The Biden administration announced Wednesday that it will release doses of flu medicine Tamiflu from the Strategic National Stockpile following an unusually early and heavy flu season that has hit the country.
According to the US Centers for Disease Control and Prevention (CDC), the severe outbreak has left 15 million people ill, 150,000 people hospitalized and 9,300 people dead so far this year.
“Jurisdictions will be able to get the support they need to keep Americans healthy as flu cases rise this winter,” Dawn O’Connell, an assistant secretary for preparedness and response at the Health and Human Services Department (HHS), which oversees the CDC, said in a statement.
While the flu has not been a serious issue for the last two years, a move away from wearing masks and isolating following the COVID-19 pandemic has caused the flu season to begin about six weeks sooner than it normally does. As a result the HSS has allowed jurisdictions to access the stockpile, which was originally collected between 2006 and 2009 in anticipation of a pandemic; however, the HHS says the stockpile can be accessed in such instances.
While the White House has not revealed how many doses they will be releasing from the stockpile, states will be able to make requests for Tamiflu doses, which can be prescribed to treat the flu in people over the age of two weeks old.
The United States has been grappling with widespread flu cases alongside skyrocketing cases of respiratory syncytial virus (RSV) in children and climbing COVID-19 cases. The onslaught of cases has been coined a “tripledemic.”
While COVID-19 cases are still lower than when they were last winter, cases are increasing across the country and as of December 19, 78% of the inpatient beds in almost 5,000 US hospitals were filled and nearly the same percentage of intensive care beds being used, the HHS reported, with just 6% of those beds being used for COVID-19 patients.
The upswing in cases has led pharmacies to restrict the number of fever-reducers customers can buy, including those for children who have been affected by an unseasonal early surge of various illnesses, specifically among babies and toddlers, which is startling doctors.

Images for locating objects
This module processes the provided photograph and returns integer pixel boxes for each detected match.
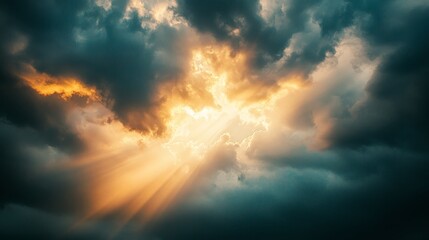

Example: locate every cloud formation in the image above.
[0,0,429,239]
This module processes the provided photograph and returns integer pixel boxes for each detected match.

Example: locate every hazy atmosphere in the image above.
[0,0,429,240]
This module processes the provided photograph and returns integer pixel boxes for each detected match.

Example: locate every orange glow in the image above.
[52,44,301,230]
[20,66,99,100]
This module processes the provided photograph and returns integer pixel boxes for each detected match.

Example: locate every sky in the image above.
[0,0,429,240]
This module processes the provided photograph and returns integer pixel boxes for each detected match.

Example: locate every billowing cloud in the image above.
[0,0,429,239]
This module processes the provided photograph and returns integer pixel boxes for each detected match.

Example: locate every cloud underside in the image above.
[0,0,429,239]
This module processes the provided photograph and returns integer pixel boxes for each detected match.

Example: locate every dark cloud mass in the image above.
[0,0,429,240]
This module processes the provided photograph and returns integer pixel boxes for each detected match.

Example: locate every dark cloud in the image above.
[176,0,354,79]
[147,148,429,239]
[0,0,429,239]
[322,5,429,150]
[2,1,187,134]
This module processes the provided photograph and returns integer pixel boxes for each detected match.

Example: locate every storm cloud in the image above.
[0,0,429,240]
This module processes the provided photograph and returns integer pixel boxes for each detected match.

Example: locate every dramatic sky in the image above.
[0,0,429,240]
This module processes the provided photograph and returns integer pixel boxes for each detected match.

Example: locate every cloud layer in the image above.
[0,0,429,239]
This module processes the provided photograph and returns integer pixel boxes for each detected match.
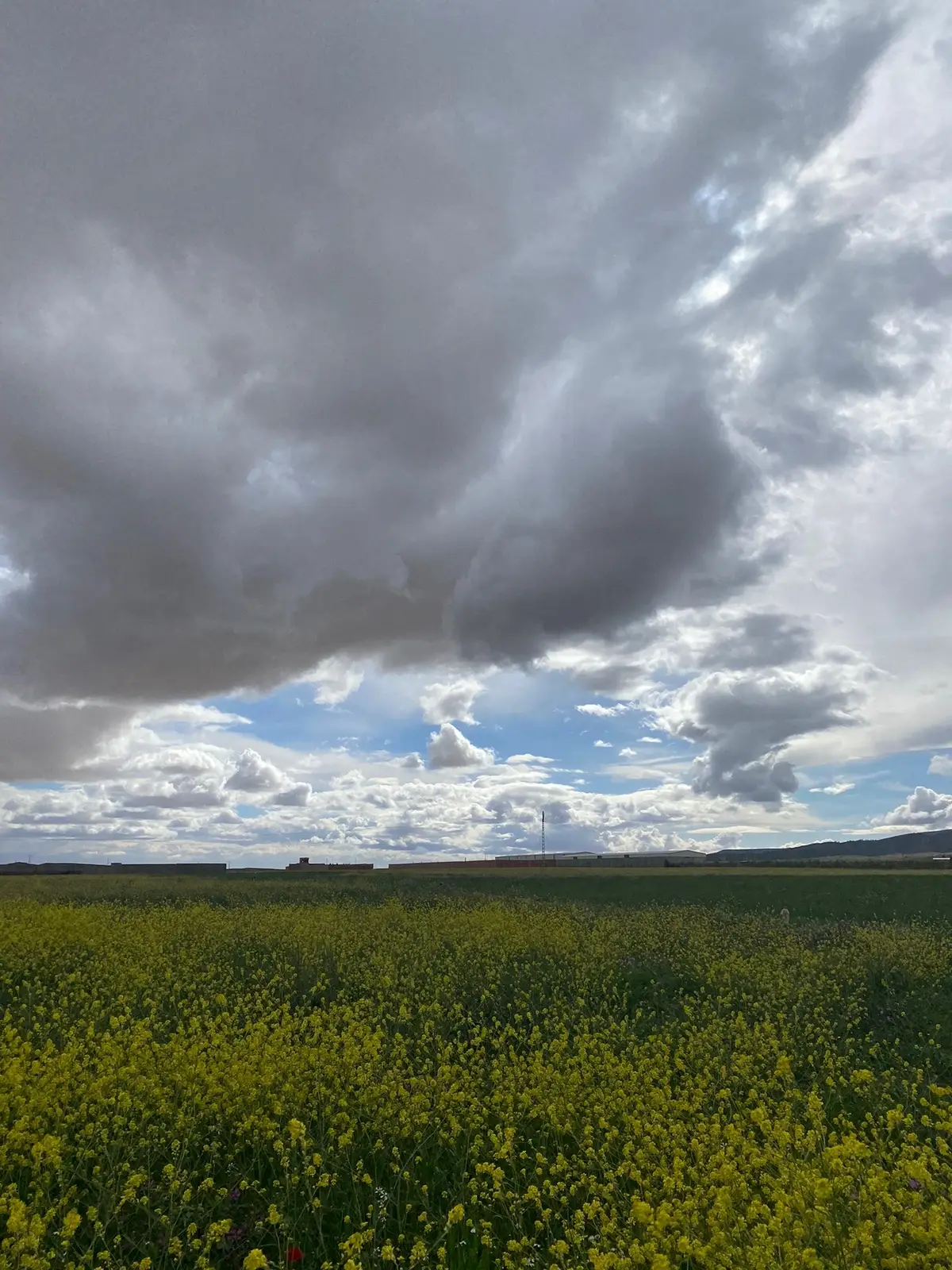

WORK TASK: What three figures for this year's outbreak does the article on the Tamiflu release attribute to the CDC?

PROBLEM SOLUTION:
- 15 million people ill
- 150,000 people hospitalized
- 9,300 people dead